Work out how many lines in the data hold the word "below", and reply with that number only.

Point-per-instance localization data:
• • • • • • •

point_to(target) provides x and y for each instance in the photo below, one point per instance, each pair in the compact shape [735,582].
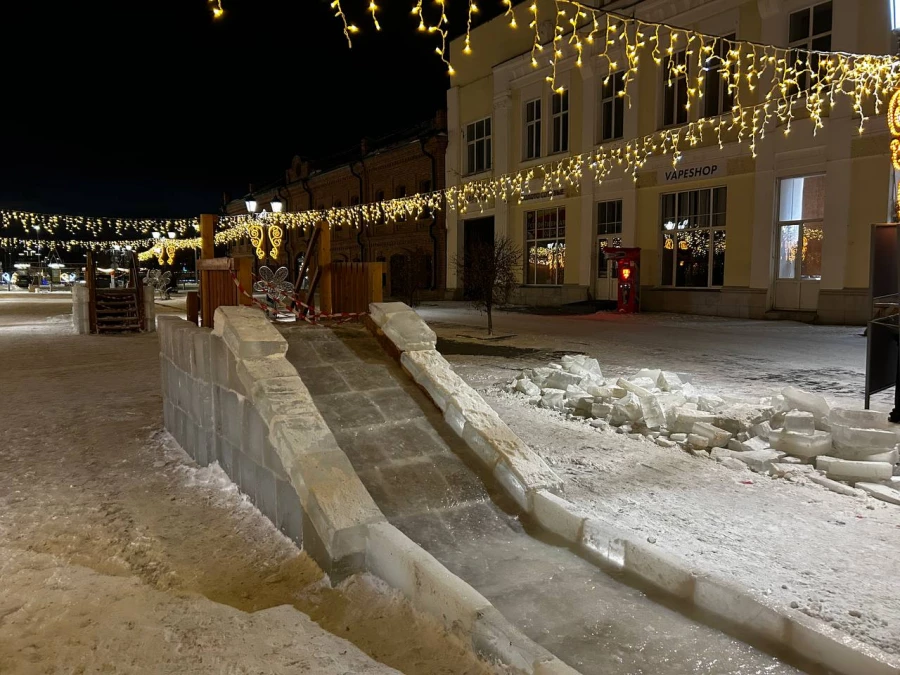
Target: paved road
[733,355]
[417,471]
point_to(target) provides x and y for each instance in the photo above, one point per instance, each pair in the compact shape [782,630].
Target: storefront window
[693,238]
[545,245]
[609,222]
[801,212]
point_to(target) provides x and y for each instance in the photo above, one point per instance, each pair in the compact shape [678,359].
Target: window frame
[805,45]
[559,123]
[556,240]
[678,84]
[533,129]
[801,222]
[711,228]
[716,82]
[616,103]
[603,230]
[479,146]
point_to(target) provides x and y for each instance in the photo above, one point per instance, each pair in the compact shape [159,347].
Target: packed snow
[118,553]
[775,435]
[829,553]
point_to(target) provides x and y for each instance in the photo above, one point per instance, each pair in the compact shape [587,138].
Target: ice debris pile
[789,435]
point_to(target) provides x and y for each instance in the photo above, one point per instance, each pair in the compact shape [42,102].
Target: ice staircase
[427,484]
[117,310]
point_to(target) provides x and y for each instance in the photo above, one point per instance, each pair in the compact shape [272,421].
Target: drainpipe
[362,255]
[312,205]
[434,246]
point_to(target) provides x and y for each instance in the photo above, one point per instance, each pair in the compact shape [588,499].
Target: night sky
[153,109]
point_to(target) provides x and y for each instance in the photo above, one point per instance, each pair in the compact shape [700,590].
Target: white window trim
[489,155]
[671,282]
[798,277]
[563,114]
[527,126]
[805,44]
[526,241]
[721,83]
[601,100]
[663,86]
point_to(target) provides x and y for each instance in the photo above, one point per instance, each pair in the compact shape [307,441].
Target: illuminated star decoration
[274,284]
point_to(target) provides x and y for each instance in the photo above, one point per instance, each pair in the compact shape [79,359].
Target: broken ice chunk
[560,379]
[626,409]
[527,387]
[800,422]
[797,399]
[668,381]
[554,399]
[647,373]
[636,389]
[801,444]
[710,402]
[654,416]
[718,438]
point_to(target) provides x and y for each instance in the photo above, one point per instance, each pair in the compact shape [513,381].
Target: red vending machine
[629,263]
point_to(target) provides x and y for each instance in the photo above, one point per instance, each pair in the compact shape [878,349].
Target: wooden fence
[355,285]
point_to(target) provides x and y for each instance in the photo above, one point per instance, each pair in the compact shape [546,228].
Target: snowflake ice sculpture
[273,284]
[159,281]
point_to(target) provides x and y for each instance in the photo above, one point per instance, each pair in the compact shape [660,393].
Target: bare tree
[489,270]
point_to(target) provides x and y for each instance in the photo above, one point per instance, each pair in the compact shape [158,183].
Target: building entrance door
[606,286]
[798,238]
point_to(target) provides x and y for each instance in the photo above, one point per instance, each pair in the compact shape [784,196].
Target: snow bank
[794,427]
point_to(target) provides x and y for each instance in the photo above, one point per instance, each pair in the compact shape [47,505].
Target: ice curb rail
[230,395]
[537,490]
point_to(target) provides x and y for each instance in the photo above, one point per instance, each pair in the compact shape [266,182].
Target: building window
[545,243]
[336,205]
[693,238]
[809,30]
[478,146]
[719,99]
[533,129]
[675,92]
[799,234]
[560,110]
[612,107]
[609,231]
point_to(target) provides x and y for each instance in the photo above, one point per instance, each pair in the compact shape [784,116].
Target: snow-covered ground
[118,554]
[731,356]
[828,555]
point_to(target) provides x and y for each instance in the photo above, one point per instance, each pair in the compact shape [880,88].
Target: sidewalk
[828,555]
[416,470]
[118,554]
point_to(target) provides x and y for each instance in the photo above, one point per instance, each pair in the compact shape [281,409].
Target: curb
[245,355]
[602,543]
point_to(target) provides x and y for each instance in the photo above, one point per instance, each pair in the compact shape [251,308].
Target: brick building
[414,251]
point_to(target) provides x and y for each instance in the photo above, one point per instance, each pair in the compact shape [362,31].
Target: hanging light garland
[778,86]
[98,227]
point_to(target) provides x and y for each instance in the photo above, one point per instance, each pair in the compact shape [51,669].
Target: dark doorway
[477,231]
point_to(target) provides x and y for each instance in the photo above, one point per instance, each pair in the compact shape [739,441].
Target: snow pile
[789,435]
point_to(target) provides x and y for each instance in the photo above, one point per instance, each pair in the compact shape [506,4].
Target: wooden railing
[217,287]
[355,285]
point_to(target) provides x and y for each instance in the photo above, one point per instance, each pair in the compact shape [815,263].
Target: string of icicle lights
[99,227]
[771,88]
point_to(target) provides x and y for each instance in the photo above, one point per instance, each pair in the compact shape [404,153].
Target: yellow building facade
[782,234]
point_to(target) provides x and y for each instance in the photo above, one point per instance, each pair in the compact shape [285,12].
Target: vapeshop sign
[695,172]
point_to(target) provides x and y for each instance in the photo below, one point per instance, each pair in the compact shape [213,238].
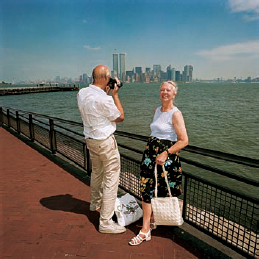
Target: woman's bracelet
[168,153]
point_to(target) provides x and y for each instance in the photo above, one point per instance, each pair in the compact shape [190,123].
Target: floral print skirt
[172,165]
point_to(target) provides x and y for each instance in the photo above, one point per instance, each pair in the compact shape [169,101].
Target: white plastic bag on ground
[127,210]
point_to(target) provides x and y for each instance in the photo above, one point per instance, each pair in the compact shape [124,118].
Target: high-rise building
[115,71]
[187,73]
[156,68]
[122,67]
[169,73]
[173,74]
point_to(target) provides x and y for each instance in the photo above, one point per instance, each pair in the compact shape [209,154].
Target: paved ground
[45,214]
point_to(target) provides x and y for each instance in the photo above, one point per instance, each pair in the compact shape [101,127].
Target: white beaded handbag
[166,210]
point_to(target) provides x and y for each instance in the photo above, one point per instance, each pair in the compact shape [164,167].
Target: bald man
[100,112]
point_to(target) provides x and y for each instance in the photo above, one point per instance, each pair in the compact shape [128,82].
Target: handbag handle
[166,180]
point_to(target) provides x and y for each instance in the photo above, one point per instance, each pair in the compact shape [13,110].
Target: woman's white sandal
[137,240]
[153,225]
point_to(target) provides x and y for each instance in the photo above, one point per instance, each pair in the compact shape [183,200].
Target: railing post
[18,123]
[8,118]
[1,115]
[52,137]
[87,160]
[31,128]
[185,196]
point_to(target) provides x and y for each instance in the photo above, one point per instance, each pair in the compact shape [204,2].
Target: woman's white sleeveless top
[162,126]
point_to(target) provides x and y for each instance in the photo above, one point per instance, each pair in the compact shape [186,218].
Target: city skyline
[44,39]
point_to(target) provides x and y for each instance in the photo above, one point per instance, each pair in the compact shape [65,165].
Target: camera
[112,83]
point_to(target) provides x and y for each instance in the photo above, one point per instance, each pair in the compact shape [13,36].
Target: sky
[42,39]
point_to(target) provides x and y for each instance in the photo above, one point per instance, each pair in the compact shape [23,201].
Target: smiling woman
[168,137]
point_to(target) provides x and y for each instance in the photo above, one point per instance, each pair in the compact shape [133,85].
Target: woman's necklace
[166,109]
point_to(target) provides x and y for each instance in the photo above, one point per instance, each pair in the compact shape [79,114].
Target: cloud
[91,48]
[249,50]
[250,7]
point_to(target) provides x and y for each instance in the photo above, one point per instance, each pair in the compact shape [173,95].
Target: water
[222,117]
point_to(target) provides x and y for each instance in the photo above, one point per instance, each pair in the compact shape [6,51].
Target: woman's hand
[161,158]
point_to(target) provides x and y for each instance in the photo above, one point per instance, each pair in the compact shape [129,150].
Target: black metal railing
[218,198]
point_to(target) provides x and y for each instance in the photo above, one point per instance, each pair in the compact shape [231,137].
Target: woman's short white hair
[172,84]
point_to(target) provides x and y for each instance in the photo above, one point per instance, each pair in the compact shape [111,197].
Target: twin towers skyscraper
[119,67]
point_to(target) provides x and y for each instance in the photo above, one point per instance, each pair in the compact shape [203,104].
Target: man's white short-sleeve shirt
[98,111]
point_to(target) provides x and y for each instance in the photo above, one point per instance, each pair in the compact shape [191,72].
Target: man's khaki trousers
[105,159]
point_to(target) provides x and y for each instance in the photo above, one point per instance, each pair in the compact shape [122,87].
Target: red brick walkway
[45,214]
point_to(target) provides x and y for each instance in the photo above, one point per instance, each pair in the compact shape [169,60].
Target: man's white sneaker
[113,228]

• • • • • • •

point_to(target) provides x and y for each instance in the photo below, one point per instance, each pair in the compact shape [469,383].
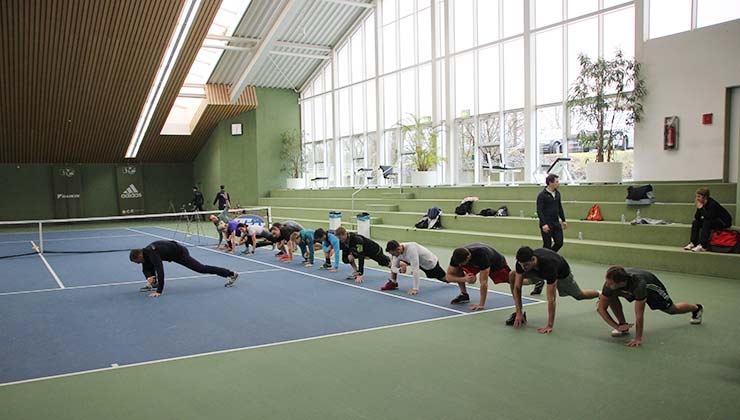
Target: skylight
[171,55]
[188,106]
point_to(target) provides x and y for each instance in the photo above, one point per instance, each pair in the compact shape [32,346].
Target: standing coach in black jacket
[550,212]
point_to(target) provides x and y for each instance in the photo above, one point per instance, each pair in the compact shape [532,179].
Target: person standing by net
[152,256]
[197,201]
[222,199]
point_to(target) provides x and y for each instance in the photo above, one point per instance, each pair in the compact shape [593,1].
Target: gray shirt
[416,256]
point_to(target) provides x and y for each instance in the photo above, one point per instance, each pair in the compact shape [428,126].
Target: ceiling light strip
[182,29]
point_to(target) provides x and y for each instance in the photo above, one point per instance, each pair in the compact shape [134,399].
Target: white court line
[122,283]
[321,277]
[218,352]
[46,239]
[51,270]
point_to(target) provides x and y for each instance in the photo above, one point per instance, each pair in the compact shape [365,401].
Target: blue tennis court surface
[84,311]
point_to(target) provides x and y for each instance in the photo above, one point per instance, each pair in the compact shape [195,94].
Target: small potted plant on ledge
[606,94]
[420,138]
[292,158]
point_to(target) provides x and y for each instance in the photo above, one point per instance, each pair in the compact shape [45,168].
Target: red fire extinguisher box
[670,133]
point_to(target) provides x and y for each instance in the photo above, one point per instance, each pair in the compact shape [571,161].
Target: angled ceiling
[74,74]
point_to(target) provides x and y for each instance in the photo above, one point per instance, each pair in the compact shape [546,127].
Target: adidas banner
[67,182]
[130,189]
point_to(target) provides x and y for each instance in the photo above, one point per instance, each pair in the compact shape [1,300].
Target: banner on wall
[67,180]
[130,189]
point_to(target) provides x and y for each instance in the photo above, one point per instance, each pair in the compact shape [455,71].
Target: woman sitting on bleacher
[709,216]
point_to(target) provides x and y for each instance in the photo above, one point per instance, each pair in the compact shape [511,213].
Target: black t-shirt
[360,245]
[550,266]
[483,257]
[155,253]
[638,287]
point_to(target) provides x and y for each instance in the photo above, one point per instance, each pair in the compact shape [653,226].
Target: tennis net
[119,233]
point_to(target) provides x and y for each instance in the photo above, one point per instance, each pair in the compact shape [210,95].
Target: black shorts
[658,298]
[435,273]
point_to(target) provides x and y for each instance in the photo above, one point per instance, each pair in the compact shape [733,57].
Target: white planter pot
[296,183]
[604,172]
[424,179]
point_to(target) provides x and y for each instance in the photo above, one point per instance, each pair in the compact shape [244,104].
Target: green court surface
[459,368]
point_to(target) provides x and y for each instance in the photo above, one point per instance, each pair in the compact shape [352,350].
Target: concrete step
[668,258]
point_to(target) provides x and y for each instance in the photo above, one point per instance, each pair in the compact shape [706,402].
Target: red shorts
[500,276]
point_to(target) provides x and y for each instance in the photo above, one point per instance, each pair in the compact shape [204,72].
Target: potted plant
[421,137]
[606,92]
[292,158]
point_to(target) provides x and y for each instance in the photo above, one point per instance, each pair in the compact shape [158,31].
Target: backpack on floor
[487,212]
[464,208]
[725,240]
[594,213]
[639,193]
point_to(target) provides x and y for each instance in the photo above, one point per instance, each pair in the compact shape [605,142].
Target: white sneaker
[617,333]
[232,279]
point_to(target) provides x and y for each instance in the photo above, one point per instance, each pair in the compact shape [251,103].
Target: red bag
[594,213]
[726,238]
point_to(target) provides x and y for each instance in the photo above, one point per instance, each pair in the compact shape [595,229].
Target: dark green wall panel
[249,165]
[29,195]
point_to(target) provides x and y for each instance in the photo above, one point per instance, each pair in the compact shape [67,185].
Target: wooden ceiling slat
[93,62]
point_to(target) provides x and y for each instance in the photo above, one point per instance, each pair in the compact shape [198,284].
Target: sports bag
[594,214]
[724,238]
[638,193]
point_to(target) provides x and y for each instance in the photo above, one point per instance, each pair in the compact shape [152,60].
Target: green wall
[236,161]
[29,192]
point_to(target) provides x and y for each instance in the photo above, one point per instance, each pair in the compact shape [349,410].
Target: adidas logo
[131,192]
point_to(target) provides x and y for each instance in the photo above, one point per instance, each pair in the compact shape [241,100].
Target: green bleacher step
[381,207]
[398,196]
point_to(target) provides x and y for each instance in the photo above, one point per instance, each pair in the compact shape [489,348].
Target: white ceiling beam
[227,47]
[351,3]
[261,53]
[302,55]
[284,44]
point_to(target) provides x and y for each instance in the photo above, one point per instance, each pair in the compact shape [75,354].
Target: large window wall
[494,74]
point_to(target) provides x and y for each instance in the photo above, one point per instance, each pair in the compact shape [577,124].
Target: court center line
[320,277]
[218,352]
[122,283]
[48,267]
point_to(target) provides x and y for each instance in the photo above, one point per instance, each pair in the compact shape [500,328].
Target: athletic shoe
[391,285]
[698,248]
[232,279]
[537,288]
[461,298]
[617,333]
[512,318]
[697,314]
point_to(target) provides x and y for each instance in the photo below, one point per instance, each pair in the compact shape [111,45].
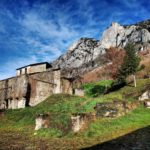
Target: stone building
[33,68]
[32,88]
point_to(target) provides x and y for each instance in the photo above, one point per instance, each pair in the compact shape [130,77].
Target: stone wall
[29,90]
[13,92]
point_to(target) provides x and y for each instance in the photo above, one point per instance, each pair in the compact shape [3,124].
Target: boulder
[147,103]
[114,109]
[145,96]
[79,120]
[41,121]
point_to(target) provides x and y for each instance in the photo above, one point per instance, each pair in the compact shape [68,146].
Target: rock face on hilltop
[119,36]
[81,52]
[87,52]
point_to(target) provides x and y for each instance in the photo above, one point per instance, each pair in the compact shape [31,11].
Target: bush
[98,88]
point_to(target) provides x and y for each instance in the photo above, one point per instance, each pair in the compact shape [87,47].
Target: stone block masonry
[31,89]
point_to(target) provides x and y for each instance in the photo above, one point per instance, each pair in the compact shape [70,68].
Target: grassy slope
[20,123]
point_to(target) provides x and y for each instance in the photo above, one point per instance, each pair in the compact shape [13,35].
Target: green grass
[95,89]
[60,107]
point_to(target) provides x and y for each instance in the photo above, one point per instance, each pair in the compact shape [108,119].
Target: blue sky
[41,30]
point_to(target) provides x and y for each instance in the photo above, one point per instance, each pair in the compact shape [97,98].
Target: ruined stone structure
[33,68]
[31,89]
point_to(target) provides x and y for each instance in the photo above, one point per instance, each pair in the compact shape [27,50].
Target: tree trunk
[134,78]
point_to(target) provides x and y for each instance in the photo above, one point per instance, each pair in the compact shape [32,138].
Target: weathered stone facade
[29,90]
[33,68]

• • • • • • •

→ ANSWER TO THE EXERCISE
4